----- WORKING DATA -----
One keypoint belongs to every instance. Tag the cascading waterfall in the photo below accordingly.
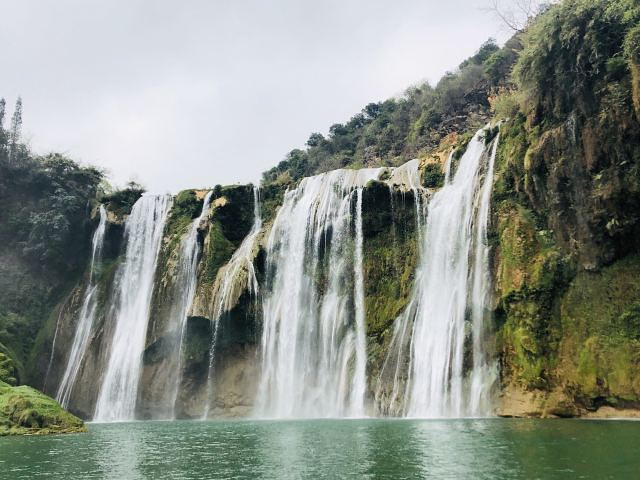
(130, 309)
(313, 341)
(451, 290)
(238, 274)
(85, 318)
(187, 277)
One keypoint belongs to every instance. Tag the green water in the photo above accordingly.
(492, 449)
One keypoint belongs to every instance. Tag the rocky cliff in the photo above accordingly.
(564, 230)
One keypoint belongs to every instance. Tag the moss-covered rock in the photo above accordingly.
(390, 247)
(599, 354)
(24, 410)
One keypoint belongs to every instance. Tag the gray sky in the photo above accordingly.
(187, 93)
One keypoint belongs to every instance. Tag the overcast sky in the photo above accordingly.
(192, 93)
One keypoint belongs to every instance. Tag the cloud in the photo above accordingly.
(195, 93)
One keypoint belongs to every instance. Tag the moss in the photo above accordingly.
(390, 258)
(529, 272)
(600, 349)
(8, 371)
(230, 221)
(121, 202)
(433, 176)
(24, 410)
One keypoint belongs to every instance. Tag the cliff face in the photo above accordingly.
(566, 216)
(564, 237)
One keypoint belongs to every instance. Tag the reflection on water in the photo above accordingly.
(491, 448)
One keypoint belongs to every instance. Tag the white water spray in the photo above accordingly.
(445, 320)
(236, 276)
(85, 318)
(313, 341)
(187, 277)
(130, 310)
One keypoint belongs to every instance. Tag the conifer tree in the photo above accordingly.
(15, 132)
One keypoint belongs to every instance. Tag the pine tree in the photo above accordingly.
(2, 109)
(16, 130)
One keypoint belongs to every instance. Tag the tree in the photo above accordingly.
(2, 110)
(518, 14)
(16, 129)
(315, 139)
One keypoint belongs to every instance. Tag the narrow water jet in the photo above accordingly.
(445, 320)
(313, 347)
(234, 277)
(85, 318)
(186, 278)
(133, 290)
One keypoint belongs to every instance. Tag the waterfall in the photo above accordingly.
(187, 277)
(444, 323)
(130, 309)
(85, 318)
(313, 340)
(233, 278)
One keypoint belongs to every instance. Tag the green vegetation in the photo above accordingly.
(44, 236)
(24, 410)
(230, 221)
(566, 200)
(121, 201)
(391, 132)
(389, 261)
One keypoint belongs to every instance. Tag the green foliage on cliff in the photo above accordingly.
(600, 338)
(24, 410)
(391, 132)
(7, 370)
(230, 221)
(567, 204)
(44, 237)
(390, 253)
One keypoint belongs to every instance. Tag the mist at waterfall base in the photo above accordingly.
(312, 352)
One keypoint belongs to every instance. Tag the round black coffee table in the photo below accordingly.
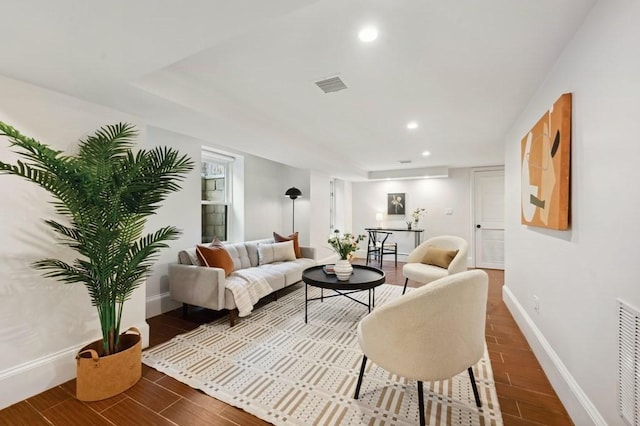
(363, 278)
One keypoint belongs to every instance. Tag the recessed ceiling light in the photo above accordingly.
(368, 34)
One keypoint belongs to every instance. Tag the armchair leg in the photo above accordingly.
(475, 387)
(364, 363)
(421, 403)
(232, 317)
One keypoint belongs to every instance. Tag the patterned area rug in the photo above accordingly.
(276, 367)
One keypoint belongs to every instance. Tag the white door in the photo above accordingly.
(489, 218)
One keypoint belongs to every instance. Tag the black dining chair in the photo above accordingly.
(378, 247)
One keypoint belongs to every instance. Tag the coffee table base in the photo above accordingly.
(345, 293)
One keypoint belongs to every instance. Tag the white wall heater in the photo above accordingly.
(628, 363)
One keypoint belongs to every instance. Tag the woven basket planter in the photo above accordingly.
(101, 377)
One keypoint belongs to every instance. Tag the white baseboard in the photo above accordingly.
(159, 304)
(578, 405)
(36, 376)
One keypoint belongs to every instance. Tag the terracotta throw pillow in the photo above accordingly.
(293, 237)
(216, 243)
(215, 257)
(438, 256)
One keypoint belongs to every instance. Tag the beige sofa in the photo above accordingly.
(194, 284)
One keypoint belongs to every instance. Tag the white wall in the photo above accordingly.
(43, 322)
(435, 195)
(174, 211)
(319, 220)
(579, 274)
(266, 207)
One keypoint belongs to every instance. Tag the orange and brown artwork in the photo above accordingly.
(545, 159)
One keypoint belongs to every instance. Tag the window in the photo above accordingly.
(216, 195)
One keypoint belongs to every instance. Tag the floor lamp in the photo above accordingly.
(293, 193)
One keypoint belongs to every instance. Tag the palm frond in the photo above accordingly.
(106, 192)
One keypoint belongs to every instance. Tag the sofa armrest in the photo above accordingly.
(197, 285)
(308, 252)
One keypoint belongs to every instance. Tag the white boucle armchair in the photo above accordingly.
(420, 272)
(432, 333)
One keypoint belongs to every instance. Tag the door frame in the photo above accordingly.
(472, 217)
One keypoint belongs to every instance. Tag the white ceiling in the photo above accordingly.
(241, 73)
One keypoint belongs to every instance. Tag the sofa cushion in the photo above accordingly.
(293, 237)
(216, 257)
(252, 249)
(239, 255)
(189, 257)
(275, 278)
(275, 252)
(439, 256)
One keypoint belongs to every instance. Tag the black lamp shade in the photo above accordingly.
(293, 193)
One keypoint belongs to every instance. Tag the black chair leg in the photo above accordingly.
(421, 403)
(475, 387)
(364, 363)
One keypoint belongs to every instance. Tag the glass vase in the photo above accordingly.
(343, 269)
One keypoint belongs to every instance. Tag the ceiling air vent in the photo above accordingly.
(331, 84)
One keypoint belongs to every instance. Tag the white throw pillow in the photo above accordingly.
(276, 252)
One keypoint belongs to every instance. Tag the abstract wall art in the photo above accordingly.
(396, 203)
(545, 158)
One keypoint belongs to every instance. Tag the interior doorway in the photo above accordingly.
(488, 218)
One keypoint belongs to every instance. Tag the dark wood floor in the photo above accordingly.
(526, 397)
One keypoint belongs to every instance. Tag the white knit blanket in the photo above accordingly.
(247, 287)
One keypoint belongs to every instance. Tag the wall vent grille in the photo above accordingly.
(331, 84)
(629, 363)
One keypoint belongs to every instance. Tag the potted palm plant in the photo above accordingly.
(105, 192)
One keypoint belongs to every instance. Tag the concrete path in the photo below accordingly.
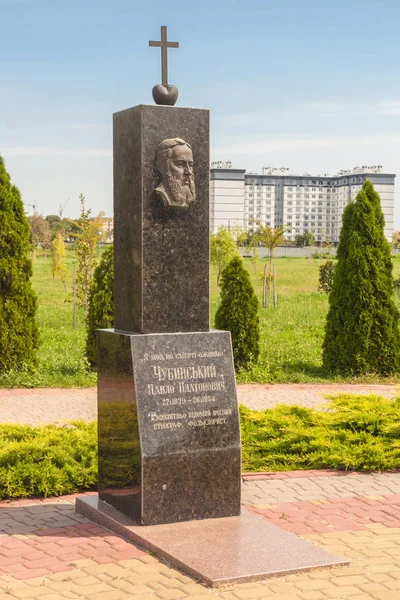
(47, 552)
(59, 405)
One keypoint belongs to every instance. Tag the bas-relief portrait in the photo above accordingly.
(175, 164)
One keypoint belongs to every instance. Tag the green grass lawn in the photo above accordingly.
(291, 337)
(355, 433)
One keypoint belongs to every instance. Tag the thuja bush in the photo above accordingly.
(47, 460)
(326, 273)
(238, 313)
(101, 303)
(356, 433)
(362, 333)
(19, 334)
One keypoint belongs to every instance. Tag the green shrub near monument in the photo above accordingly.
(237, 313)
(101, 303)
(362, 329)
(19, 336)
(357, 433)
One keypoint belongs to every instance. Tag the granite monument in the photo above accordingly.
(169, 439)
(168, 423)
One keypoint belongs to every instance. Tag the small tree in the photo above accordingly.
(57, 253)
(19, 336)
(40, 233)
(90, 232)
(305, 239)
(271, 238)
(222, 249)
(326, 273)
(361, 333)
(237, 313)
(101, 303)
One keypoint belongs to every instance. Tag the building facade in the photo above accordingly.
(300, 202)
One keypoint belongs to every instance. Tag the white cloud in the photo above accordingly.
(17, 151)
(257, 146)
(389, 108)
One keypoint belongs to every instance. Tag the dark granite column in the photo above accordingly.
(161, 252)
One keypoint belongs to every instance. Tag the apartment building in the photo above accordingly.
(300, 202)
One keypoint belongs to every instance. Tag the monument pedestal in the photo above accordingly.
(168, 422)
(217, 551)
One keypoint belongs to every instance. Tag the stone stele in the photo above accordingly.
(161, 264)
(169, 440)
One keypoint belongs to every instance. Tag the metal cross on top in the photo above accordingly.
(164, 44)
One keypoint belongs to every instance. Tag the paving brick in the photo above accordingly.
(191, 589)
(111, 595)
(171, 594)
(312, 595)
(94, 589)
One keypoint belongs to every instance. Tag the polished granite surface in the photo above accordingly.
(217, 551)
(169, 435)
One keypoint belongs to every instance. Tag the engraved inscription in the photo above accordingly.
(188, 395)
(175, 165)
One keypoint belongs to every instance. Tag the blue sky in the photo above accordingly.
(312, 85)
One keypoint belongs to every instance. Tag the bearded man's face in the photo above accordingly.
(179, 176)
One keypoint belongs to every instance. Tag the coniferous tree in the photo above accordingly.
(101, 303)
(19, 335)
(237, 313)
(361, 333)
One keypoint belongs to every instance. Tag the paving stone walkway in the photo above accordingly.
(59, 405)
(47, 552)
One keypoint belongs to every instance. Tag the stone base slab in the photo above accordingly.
-----
----- WORKING DATA -----
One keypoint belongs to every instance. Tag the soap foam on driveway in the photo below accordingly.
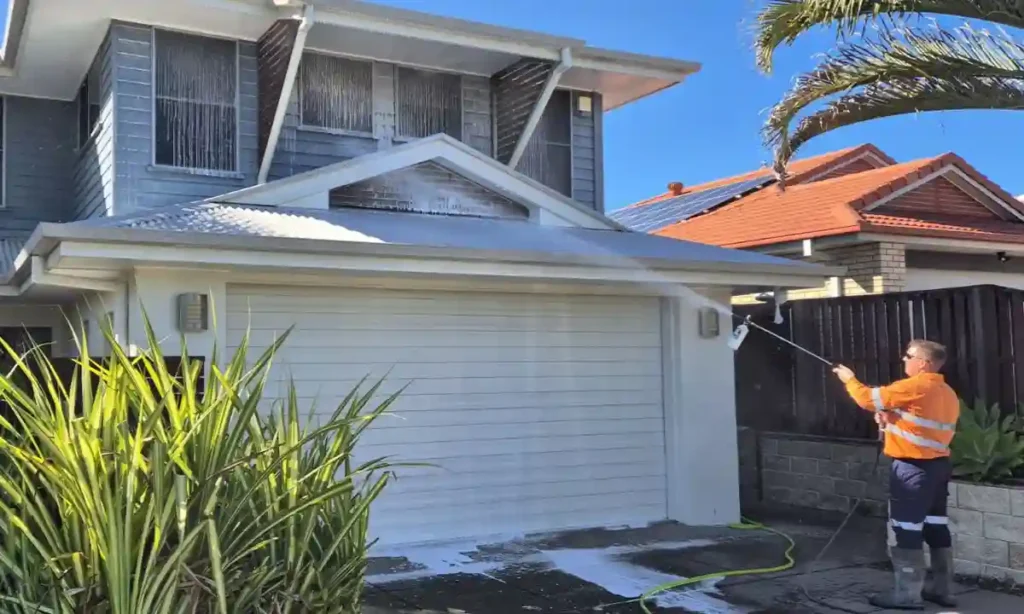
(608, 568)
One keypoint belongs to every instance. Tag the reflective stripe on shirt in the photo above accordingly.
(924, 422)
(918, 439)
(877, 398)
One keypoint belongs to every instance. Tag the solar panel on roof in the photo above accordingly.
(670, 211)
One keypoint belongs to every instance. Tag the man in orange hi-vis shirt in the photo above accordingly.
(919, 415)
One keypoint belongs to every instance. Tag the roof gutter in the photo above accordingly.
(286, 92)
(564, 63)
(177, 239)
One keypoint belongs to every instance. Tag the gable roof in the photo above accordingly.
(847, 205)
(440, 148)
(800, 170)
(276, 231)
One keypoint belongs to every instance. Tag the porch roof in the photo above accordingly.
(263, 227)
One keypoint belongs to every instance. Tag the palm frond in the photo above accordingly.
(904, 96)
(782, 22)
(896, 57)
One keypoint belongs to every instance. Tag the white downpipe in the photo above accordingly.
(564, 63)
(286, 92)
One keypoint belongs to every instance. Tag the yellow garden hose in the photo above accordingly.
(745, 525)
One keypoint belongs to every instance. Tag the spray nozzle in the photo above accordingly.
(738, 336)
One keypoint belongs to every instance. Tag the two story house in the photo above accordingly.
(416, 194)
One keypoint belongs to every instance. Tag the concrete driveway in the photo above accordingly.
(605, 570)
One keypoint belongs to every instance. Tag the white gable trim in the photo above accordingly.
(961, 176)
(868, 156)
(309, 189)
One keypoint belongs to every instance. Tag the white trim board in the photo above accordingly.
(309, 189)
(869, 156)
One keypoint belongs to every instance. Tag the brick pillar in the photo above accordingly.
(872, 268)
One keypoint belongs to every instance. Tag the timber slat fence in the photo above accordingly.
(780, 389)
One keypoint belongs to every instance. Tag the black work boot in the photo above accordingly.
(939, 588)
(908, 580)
-----
----- WORKING DATA -----
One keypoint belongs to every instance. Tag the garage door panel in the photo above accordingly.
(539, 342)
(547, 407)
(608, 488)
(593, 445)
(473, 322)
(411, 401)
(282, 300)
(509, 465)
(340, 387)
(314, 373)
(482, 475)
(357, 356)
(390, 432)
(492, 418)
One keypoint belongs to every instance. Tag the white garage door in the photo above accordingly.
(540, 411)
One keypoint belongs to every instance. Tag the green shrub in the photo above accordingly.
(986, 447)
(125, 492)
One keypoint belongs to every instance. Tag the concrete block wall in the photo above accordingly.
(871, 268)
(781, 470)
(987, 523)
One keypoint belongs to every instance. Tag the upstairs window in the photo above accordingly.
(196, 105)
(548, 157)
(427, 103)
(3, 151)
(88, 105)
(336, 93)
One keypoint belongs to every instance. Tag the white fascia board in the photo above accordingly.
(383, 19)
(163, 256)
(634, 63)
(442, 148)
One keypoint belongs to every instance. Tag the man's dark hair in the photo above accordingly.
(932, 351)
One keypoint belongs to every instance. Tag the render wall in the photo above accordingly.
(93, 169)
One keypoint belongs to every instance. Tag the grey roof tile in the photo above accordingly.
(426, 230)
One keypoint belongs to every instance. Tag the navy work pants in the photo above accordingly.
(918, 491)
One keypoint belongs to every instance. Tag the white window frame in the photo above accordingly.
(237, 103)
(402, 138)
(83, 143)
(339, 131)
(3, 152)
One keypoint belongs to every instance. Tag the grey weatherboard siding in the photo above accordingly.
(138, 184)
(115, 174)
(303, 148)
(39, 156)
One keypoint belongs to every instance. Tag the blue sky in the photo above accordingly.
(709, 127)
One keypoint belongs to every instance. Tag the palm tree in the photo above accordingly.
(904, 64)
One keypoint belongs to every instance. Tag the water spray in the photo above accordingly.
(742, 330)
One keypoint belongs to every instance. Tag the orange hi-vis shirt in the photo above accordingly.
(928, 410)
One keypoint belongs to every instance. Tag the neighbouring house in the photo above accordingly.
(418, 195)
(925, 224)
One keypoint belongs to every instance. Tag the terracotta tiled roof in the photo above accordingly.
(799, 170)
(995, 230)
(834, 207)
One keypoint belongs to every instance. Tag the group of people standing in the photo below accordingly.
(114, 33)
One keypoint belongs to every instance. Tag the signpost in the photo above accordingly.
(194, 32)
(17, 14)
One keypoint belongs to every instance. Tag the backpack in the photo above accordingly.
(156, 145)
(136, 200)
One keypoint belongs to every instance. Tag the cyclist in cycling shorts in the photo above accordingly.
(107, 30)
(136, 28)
-----
WRITTEN INSTRUCTION:
Copy out each line of the records above that contains the word "below".

EXERCISE RESULT:
One keypoint belongs to every instance. Tag the cascading waterfall in the photo below accordingly.
One keypoint belongs to every instance. Tag the round black coffee table in the photo below accordingly.
One keypoint belongs to every instance. Tag the concrete path in the photo below accordingly.
One keypoint belongs to every instance. Tag the soap foam on driveway in the photo below accordingly.
One keypoint belongs to every instance. Tag the group of people standing in the photo below accordingly.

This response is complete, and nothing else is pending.